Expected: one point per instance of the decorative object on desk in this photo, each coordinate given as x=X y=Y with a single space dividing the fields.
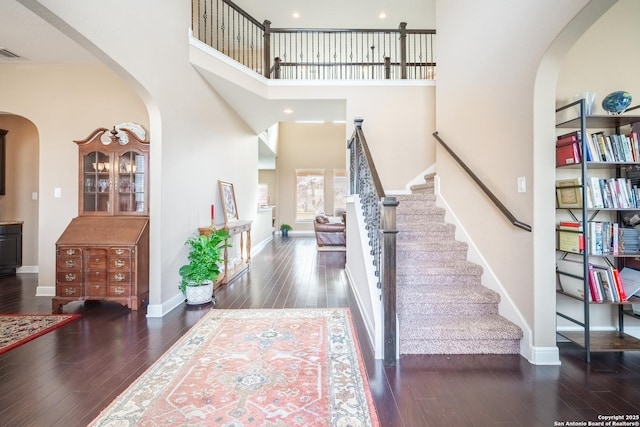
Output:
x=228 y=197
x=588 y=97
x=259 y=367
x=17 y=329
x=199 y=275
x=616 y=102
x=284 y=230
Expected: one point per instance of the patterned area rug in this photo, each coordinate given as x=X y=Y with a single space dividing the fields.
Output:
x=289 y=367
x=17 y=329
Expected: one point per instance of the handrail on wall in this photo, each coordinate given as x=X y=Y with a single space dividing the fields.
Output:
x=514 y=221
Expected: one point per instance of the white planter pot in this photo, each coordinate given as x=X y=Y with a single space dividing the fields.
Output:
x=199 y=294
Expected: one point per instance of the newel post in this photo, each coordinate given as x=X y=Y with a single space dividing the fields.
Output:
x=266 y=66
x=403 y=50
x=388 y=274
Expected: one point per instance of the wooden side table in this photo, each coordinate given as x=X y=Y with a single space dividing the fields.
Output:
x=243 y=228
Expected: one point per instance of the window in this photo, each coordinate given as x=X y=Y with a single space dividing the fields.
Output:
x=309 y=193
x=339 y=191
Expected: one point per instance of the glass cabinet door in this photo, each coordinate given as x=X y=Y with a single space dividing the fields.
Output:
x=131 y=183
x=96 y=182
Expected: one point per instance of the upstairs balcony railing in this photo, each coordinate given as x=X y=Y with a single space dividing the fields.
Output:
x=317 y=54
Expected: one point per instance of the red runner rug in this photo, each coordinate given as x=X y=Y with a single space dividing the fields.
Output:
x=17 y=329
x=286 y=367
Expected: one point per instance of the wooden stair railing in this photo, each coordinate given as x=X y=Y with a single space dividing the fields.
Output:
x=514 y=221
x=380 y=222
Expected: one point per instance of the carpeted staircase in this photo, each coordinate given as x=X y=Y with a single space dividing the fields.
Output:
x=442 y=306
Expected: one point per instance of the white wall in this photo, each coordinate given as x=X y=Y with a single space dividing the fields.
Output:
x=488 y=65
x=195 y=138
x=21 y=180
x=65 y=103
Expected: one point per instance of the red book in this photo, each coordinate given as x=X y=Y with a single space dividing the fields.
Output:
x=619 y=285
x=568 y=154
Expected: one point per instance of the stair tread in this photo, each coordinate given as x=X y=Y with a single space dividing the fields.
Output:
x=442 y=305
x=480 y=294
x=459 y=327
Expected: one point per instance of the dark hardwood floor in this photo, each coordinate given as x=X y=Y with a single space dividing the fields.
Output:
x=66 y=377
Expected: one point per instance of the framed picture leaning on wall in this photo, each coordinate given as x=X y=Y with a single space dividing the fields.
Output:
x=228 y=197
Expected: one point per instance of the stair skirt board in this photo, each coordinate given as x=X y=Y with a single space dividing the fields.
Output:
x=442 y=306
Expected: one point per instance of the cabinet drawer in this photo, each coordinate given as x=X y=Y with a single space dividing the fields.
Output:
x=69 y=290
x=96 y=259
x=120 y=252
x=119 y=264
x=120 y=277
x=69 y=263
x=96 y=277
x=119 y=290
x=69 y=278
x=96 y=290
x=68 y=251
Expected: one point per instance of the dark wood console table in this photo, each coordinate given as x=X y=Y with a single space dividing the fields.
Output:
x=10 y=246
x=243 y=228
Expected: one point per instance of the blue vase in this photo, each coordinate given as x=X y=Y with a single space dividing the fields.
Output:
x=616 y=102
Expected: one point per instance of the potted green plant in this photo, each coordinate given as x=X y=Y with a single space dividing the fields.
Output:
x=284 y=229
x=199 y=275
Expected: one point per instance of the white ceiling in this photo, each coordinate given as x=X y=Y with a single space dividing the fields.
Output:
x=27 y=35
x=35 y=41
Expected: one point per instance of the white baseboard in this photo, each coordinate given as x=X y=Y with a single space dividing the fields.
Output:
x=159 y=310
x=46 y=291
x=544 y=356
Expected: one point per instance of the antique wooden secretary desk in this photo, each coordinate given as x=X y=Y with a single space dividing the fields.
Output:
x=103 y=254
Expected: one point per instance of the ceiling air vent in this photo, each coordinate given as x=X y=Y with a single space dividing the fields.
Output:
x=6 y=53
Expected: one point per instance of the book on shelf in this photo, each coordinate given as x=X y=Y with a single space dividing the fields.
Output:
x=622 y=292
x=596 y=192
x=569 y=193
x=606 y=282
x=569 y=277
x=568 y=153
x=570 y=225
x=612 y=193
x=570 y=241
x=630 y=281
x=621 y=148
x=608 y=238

┄┄┄┄┄┄┄┄┄┄

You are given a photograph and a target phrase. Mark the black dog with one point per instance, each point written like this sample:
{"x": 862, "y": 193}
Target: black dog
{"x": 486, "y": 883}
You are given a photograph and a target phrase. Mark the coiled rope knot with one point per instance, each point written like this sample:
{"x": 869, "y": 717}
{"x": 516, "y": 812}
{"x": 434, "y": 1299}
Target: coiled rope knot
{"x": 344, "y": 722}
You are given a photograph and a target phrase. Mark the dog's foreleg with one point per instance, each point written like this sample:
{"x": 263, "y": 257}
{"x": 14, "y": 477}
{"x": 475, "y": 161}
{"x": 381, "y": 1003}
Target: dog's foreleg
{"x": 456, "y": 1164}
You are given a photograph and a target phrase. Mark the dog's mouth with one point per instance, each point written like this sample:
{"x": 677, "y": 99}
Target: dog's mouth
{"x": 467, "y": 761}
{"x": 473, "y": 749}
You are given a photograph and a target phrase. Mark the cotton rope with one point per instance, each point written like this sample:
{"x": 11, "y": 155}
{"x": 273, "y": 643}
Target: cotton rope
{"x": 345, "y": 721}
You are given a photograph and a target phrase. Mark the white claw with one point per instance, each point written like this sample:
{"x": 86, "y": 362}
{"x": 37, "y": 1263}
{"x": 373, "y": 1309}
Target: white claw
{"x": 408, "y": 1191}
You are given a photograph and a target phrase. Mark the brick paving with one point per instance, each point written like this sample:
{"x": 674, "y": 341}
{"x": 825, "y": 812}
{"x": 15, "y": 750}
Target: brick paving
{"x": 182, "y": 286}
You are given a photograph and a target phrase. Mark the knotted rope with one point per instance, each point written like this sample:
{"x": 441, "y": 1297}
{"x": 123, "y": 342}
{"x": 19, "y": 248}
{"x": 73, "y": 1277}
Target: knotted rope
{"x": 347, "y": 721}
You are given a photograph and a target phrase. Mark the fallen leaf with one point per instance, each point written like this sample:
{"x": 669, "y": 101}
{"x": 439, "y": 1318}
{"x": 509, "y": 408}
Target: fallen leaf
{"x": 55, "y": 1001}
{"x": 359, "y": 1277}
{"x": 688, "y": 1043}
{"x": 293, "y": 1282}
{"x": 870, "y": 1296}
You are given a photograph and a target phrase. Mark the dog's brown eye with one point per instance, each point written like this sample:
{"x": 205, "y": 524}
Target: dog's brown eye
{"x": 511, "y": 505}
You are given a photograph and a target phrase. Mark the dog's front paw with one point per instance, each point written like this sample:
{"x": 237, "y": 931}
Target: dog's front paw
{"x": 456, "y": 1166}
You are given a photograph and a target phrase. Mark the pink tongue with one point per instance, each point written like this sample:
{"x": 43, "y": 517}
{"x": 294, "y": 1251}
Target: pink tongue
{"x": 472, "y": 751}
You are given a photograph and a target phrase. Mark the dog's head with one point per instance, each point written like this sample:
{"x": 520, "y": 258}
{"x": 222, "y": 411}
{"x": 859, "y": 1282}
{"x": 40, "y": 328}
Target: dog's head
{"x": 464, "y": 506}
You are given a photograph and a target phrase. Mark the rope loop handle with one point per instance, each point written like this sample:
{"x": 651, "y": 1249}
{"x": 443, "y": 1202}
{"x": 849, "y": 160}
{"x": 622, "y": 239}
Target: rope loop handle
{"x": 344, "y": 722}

┄┄┄┄┄┄┄┄┄┄

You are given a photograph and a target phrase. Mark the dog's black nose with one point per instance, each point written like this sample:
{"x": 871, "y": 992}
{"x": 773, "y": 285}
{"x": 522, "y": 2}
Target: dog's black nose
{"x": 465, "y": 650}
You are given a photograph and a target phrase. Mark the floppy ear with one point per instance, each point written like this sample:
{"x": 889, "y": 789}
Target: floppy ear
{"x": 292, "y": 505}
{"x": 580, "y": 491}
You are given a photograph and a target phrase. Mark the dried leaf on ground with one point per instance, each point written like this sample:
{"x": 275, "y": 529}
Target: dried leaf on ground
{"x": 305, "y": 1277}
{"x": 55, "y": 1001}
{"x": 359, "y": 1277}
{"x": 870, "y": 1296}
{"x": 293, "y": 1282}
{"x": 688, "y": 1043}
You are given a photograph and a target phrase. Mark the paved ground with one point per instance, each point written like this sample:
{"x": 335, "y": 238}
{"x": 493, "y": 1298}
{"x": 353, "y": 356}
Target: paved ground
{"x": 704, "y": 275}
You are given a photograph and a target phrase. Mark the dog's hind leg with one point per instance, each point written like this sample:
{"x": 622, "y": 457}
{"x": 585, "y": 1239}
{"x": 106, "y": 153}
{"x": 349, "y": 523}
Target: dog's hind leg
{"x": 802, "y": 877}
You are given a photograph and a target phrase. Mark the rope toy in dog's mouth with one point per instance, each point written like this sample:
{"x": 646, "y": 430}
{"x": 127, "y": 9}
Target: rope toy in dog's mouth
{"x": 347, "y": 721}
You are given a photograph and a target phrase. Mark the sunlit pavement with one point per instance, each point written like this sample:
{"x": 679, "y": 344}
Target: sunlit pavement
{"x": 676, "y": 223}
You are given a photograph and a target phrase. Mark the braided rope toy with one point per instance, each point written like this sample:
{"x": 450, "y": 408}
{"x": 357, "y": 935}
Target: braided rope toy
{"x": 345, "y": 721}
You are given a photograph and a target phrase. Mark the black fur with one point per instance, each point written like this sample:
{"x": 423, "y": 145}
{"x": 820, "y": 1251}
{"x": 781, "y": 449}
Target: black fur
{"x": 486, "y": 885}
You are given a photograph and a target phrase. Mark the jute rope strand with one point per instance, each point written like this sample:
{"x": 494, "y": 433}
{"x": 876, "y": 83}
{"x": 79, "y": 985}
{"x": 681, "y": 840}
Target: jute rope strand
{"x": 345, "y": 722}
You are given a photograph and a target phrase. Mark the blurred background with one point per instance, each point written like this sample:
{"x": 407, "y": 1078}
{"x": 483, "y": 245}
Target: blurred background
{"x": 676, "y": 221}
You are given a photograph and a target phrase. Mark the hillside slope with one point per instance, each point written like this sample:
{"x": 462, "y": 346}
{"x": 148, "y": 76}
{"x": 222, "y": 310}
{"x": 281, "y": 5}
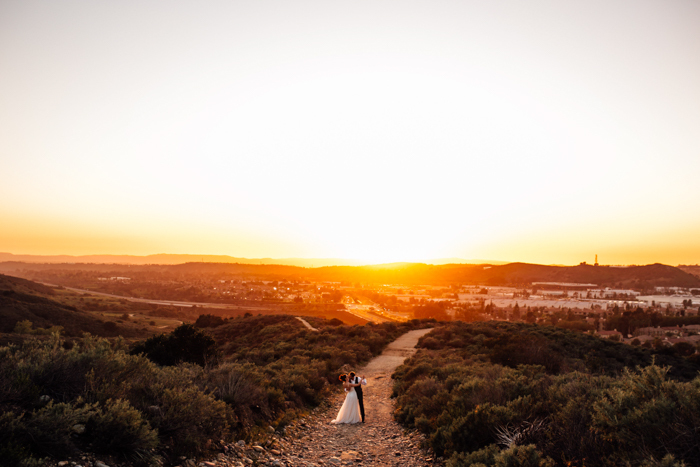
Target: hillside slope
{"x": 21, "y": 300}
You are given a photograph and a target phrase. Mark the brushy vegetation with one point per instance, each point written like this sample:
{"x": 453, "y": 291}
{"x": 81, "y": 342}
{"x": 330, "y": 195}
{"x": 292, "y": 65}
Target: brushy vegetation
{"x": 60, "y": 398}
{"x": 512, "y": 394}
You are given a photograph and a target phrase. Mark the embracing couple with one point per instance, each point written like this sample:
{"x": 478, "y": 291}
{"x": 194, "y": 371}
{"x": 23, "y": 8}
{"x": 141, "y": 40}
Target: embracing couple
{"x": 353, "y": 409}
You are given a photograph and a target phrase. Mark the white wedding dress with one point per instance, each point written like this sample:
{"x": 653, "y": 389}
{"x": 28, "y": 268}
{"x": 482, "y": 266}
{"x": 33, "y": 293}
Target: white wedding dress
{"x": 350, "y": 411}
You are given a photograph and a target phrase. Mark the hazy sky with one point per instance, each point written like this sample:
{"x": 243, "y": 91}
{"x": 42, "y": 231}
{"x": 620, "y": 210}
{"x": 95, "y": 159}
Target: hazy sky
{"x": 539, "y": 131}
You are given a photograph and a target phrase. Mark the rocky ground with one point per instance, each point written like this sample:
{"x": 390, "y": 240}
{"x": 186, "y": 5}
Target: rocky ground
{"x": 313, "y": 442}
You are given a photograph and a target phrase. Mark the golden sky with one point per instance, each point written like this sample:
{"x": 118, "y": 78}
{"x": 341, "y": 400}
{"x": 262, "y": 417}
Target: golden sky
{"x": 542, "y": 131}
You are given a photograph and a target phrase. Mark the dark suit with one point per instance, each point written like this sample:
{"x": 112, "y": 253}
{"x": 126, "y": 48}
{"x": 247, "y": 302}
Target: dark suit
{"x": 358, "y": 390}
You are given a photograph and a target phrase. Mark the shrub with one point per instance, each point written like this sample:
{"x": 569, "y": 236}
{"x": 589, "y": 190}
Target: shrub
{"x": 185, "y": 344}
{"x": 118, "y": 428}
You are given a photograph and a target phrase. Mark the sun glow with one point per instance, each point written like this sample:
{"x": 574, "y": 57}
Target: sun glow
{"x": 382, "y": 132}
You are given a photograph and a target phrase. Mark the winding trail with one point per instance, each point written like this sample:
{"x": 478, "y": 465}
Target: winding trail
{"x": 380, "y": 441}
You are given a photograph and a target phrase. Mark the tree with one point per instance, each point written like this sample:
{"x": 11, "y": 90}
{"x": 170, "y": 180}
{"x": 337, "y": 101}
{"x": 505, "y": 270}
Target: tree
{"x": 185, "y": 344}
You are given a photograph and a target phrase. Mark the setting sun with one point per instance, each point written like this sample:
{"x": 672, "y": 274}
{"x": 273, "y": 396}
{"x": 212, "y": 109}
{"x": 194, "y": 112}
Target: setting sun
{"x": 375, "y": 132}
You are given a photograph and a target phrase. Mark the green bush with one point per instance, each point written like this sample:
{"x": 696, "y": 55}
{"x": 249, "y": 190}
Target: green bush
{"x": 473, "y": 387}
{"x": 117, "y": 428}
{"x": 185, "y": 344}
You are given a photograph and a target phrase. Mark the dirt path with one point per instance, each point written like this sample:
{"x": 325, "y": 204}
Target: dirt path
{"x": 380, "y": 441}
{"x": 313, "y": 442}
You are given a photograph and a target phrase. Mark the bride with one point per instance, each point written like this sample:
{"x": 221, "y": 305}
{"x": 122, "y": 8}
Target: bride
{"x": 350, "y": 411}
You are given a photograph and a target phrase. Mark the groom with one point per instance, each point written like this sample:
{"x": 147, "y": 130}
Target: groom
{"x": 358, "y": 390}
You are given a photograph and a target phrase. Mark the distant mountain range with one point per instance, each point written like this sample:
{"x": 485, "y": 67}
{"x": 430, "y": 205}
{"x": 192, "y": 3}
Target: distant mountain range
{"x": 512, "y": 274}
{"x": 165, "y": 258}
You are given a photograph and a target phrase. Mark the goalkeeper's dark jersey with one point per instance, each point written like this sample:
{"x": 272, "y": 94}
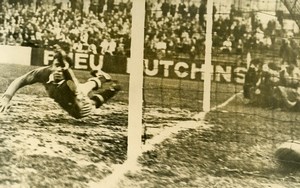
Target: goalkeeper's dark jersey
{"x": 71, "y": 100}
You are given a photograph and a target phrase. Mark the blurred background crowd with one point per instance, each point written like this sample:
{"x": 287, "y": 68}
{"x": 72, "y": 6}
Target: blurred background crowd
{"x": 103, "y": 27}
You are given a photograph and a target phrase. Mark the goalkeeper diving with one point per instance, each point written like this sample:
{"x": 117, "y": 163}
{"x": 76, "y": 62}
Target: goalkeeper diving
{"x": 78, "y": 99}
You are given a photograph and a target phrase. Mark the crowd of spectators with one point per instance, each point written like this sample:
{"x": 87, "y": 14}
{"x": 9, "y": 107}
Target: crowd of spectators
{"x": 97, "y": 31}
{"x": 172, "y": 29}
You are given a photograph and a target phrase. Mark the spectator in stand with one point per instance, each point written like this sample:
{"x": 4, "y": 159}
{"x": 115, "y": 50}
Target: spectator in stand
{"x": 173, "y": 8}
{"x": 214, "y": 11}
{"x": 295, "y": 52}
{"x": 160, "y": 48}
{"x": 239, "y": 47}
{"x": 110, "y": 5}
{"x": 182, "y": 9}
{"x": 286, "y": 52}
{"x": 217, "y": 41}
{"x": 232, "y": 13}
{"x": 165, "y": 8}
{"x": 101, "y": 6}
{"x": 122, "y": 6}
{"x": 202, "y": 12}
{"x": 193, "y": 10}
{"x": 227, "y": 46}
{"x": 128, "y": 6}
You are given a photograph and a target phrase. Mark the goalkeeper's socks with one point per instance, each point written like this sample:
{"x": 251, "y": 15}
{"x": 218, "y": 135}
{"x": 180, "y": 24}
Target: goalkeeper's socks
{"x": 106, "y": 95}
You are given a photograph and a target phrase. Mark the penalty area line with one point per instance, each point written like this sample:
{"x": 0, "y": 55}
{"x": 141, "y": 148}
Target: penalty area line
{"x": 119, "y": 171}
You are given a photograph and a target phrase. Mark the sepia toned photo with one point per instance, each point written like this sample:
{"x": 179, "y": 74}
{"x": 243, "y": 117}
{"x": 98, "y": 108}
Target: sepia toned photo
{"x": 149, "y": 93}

┄┄┄┄┄┄┄┄┄┄

### Task requirements:
Copy out, from the data above, each line where the string "book" is present.

### Your solution:
Expected: one point per instance of the red book in this photo, each coordinate given as x=X y=Y with a single space dividing the fields.
Expected: one point per instance of the book on shelf in this photo, each coordinate given as x=X y=Y with a single space dividing the fields.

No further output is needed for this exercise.